## Requirement
Give every line of the material again, exactly as written.

## Record extracts
--- START ---
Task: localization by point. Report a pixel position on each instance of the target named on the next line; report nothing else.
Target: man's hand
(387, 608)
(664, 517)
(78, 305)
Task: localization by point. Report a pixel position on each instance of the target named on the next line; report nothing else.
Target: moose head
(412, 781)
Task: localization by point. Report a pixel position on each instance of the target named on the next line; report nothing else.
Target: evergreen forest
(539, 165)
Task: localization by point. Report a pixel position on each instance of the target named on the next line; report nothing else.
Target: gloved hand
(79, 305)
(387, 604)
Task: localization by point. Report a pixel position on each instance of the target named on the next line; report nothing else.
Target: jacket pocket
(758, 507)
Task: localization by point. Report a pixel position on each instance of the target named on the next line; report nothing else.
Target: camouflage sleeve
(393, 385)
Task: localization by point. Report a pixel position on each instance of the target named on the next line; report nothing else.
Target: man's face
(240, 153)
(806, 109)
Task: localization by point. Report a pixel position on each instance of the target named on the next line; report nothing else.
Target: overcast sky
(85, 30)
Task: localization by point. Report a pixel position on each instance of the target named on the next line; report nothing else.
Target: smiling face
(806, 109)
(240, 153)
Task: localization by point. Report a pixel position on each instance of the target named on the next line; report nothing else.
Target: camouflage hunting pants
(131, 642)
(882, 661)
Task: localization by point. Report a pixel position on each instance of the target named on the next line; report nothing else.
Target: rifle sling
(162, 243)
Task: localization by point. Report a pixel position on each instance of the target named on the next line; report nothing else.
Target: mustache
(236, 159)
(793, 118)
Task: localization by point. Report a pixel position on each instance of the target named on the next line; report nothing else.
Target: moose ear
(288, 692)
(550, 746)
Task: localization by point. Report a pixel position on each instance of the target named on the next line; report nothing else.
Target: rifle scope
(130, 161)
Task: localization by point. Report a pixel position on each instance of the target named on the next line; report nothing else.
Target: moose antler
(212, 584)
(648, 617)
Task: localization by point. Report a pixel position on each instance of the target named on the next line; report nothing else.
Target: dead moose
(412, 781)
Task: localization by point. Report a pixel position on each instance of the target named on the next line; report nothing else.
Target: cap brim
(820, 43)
--- END ---
## Reply to the task
Task: localization by point. Report a pixel position on each instance of the target named on the next line; report nothing else.
Target: man's hand
(387, 608)
(664, 517)
(78, 305)
Task: localization by point. Report a pixel position on each instance of the target named on the next line; report nothing else.
Target: moose head
(412, 781)
Task: localization by point. Report a pixel position on each instance of the target named on the next line; report nothing else.
Target: evergreen forest
(539, 165)
Task: localization by point. Report a pixel position on each instance of the target named on the next line; report nothing else.
Target: gloved hand
(79, 305)
(387, 604)
Task: localization by point. Report a pixel position on each instance of the target named on the next line; report nothing else.
Target: jacket pocket
(758, 507)
Task: localization by point. Report a pixel position on each instance of the target named on the next line; report nothing else.
Target: camouflage sleeve
(393, 385)
Task: localization by point. Report a pixel position on each instance of the target named on the next line; report nothing else.
Target: man's face
(240, 153)
(806, 109)
Task: localization by point. Report a pixel position on each instance of the target named on the next line; report nothing else.
Target: overcast sky
(85, 30)
Task: localization by point. Report a pixel position on each instance of the target named on the next line; report nothing else.
Target: smiling face
(806, 109)
(240, 153)
Task: localization by point. Report a pixel position on each instance of the target named on the next line; report nothing else.
Target: camouflage hunting pants
(131, 642)
(882, 661)
Task: localization by point. Report a pixel position on each instance of the target named on the next line; report nothing else.
Target: rifle sling
(162, 243)
Task: localization by point. Report a pixel position on each instance of the target named on the next line; report nothing else.
Target: mustache
(236, 159)
(793, 118)
Task: localization by point. Report a pixel position on each instance of the target named on the next line; report nothing else.
Target: moose ear
(288, 692)
(550, 746)
Task: localization by point. Report a pixel position on each instance of the target named on the next line; report nothing else.
Target: rifle scope
(130, 161)
Task: localization by point. Report a pixel position on each instance of the target named on the next line; report nothing else.
Target: moose antler
(212, 584)
(648, 617)
Task: localization by point. Report a pixel position on each instance of the target named on the next line; report nothing else.
Target: dead moose
(412, 781)
Task: localization by point. Report a pixel position on each instance of the target named on the next line; report nothing else.
Target: cap brim
(820, 43)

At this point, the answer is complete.